Cambia "target" por "object" en el tramo que va desde el comienzo de las filas hasta la línea que contiene "box: [155, 129, 226, 311]", con ambos extremos incluidos. Escribe de nuevo solo ese tramo y no alteres nada más.

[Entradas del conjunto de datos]
○ ○ ○

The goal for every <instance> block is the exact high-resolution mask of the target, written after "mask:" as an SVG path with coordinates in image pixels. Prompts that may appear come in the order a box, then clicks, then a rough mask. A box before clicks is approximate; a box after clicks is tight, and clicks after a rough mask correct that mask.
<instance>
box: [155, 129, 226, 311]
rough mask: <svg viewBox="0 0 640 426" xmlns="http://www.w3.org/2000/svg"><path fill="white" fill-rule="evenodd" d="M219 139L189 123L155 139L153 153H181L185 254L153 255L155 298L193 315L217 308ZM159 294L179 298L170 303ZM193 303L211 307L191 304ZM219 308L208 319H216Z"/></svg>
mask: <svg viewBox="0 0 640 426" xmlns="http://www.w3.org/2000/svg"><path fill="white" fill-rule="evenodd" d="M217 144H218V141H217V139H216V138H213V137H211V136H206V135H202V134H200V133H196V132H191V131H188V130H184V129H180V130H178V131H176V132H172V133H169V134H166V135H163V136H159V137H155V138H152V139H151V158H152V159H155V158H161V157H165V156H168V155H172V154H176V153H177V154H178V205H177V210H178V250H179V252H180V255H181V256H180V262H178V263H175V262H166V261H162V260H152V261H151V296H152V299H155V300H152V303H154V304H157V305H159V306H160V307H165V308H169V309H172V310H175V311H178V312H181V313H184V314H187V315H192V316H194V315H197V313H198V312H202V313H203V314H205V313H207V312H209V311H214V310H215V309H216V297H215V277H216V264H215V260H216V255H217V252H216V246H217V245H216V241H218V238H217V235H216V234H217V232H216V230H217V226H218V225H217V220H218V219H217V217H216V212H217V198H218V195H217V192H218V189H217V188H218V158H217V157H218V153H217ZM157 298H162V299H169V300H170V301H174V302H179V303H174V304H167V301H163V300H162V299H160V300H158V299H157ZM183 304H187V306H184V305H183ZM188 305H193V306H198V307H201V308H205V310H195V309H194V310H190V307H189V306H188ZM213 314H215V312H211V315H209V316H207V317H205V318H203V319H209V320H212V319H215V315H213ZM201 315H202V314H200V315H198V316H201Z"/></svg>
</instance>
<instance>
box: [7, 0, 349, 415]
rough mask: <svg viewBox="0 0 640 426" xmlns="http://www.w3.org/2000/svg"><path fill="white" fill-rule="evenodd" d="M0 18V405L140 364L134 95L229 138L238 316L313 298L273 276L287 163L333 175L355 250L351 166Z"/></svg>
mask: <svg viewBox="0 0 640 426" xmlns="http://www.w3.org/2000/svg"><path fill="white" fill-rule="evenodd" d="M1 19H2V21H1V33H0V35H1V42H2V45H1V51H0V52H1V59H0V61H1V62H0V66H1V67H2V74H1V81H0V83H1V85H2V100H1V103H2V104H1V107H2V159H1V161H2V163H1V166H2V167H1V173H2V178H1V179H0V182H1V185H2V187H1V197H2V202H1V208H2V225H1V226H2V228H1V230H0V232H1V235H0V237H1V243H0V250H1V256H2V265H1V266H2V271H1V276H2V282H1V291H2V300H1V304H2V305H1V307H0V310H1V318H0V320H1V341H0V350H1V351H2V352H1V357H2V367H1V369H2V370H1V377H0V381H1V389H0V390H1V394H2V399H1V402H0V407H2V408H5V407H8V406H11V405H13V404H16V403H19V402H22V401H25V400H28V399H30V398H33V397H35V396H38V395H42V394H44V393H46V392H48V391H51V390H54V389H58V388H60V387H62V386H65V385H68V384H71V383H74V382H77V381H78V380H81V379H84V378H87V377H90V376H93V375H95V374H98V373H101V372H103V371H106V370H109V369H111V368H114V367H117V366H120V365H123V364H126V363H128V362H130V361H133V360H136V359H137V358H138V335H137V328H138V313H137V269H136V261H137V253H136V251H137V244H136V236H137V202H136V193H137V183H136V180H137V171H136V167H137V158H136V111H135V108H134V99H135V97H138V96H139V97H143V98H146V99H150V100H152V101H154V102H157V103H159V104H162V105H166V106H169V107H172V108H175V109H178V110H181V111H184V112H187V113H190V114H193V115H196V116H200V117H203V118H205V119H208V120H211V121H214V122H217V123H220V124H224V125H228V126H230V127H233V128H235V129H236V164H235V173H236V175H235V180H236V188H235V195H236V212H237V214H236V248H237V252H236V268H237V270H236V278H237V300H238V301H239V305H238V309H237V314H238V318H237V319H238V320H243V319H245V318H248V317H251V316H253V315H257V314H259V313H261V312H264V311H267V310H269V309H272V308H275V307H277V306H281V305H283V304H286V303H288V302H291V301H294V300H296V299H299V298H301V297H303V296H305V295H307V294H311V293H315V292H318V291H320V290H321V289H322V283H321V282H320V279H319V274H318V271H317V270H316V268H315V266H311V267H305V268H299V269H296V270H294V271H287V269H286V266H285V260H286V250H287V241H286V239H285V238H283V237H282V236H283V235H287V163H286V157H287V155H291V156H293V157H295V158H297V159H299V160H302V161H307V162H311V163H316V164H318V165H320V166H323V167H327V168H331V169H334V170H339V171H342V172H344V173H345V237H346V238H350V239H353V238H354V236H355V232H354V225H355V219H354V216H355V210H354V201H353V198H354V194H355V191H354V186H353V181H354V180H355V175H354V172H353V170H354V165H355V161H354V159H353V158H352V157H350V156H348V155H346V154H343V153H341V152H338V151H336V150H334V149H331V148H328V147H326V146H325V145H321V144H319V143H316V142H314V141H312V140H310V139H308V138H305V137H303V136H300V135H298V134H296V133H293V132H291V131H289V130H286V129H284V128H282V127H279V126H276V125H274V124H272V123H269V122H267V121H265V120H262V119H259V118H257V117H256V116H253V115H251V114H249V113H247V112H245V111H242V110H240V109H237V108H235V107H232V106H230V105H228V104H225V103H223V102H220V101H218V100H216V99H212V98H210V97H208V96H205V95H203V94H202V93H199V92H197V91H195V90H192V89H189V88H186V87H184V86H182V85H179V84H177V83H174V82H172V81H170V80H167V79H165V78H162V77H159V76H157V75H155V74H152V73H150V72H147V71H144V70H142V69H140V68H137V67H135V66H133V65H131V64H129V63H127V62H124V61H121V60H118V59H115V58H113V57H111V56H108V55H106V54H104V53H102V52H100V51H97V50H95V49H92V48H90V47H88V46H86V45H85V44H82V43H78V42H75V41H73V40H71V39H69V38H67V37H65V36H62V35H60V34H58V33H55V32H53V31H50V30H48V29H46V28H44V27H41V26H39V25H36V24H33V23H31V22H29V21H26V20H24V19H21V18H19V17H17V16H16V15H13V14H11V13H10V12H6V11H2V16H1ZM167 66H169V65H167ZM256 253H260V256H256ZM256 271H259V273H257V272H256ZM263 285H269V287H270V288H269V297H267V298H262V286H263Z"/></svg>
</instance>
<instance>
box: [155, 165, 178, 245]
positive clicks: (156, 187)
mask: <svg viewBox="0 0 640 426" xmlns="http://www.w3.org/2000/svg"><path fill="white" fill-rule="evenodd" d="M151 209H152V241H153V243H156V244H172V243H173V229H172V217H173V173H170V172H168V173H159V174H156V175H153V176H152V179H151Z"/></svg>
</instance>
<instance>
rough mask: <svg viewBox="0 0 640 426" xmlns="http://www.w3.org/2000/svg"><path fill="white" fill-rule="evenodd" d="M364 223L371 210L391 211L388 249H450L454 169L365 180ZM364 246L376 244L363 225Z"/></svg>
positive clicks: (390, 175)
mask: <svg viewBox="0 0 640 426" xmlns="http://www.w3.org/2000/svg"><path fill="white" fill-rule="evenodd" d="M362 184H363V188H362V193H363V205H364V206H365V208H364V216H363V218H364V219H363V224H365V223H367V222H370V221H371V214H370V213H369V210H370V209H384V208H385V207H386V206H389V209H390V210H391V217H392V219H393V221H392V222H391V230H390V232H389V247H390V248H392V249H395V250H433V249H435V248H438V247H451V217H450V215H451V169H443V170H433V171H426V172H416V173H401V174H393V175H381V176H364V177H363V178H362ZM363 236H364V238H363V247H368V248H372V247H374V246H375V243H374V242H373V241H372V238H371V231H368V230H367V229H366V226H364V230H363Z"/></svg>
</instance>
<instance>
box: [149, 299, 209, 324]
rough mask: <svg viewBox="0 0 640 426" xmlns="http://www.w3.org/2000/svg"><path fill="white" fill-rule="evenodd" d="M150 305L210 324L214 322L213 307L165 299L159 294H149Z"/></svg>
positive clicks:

○ ○ ○

Solución del ejercicio
The goal for every <instance> block is the exact high-resolution mask of the object, written after "mask:" as an SVG path with coordinates in image pixels. Prompts that may appear come in the order a box, then clicks, then a rough mask. A box before clicks is approximate; a box after clicks is tight, and clicks after a rough mask correct that mask.
<instance>
box: [155, 129, 226, 311]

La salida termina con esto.